(Detection examples)

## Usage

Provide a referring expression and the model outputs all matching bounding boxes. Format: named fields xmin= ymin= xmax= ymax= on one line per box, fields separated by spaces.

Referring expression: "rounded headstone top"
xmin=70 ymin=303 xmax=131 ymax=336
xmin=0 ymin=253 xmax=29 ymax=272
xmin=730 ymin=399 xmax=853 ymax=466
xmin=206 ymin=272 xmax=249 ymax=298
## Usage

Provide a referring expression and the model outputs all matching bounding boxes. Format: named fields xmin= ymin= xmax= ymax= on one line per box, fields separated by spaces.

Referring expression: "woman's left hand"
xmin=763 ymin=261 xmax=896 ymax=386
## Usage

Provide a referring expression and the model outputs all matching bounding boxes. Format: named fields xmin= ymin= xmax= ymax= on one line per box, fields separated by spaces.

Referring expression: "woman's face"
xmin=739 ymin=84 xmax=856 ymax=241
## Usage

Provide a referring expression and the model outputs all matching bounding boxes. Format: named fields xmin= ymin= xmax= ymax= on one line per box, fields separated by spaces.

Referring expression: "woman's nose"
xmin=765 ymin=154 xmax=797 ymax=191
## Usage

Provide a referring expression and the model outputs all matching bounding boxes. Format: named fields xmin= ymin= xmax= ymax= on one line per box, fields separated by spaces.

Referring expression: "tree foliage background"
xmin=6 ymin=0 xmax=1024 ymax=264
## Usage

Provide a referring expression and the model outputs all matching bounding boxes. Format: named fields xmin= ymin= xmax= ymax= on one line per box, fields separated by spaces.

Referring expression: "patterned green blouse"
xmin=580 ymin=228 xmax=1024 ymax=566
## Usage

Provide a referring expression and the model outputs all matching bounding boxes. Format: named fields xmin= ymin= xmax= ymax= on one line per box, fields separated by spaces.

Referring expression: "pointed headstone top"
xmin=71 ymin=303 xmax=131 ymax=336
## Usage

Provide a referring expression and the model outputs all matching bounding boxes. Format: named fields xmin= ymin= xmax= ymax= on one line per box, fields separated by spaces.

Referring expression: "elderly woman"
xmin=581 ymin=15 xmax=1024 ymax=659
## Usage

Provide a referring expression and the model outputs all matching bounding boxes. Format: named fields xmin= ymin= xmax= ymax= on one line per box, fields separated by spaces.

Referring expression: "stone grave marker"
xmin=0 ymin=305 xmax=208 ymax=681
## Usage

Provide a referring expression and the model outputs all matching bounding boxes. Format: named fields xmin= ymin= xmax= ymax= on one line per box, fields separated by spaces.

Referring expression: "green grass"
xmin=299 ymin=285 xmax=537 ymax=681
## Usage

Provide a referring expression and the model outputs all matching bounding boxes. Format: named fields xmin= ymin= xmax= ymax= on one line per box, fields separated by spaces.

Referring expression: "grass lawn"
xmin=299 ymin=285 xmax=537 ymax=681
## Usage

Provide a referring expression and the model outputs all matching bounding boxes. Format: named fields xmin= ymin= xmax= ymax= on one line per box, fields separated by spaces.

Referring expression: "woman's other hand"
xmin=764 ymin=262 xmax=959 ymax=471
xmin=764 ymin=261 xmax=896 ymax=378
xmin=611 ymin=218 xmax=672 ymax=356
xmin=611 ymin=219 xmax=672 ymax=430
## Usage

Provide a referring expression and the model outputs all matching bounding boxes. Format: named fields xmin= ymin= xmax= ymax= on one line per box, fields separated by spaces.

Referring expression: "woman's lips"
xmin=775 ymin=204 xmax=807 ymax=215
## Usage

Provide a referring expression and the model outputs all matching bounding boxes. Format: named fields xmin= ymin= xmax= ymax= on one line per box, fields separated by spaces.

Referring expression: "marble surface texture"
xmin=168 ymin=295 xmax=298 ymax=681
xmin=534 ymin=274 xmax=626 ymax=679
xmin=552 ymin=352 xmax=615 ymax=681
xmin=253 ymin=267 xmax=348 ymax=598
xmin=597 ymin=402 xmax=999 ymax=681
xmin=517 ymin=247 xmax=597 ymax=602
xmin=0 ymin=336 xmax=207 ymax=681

* _Exercise instructions_: Repeat the material above in full, quoting it exactly.

* _Written solution_:
## Usage

Provide a referring expression and the model outputs all matching bounding boxes. Format: named fields xmin= ymin= xmax= ymax= on one line per box, fields separated by spaces.

Referring expression: "rounded headstone top"
xmin=70 ymin=303 xmax=131 ymax=336
xmin=0 ymin=253 xmax=29 ymax=272
xmin=730 ymin=399 xmax=853 ymax=466
xmin=206 ymin=272 xmax=249 ymax=298
## Usage

Provide a referring expression and the model outputs all matching bounding boxes. Format: named fields xmin= ymin= xmax= ymax= on one line per box, fields separated by spaces.

Referring expression: "woman's left hand"
xmin=763 ymin=261 xmax=896 ymax=386
## Usage

Provide a referring expression and the model outputs all matching bounding boxes. Format: named fields xmin= ymin= xmax= ymax= on one line per box, fields separated by spaces.

Referring expression: "woman's face"
xmin=739 ymin=84 xmax=856 ymax=241
## Usage

Provide a referring expression and the model outputs all matching bounding boxes. Format: named fields xmin= ymin= xmax= ymax= on one line per box, fields separated by spaces.

Referring expression: "woman's nose"
xmin=765 ymin=154 xmax=797 ymax=191
## Usage

Provide a referring expression and the model outputs all matching bounding boxes. Format: named fields xmin= ymin= xmax= ymax= on one line per box, fields separated by spaces.

Referring expression: "tree foliage background"
xmin=6 ymin=0 xmax=1024 ymax=264
## Usage

Provide a referring expression and the model outputs all matching bounding boxes. Format: named fields xmin= ymin= xmax= ymax= on one line per box, fields separated by spaces.

Referring expression: "patterned green blouse"
xmin=580 ymin=228 xmax=1024 ymax=566
## Usage

Provide a referring expression and the model outputs all matching bounding boxes. Format: named fields xmin= ymin= xmax= ymax= on one line per box, fields separated by spaces.

Referring expression: "pointed headstone top"
xmin=71 ymin=303 xmax=131 ymax=336
## Usage

Provide a referring expression and the model outputs all matching bounding boxes. Format: named fields xmin= ymin= xmax= ymax= on one line per box, fields separated by spaces.

Referring expression: "elderly woman"
xmin=581 ymin=15 xmax=1024 ymax=659
## Usage

Provide a referring expression and the model outputs all matching bounding boxes. Format: named fields xmin= ymin= xmax= ymax= on one line per box, fields separated by spaces.

Referring expression: "stone grave marker"
xmin=0 ymin=305 xmax=208 ymax=681
## Usage

Provide a referring expression and the model outputs all matching bounding boxes. Format: named fields xmin= ymin= xmax= ymax= on one line per box, fields separated by spaces.

Referring expression: "green grass"
xmin=299 ymin=285 xmax=537 ymax=681
## Usage

Provide a referring expression and the model outputs all matching bounding boxes. Format: named fields xmin= ymin= xmax= ymax= on one line per box, fields separated by spaces.

Referring expression: "grass lawn"
xmin=299 ymin=285 xmax=537 ymax=681
## Usage

Provide a referring expression and the model outputs all matching bounding boxes. Format: named fields xmin= ymin= xmax= ymax= on one line per box, fields separated by spaces.

Referring expression: "woman's other hand"
xmin=764 ymin=262 xmax=959 ymax=471
xmin=764 ymin=261 xmax=896 ymax=378
xmin=611 ymin=218 xmax=672 ymax=356
xmin=611 ymin=219 xmax=672 ymax=430
## Usage

Provide a referring expression and the model outputs all matching bounding boxes. Format: named fields xmin= ymin= xmax= ymax= on one line per box, fields separated by spaces.

Referring expression: "woman's lips"
xmin=775 ymin=204 xmax=807 ymax=215
## Usage

Provide a referring expression and the model outputs all matching bounding boxes. Format: named fields xmin= ymin= xmax= ymax= on one line per box, fields separated by spaces.

Referring expression: "marble surface texture"
xmin=168 ymin=295 xmax=298 ymax=681
xmin=534 ymin=274 xmax=626 ymax=679
xmin=552 ymin=352 xmax=615 ymax=681
xmin=253 ymin=267 xmax=348 ymax=598
xmin=597 ymin=402 xmax=999 ymax=681
xmin=517 ymin=247 xmax=597 ymax=602
xmin=0 ymin=336 xmax=207 ymax=681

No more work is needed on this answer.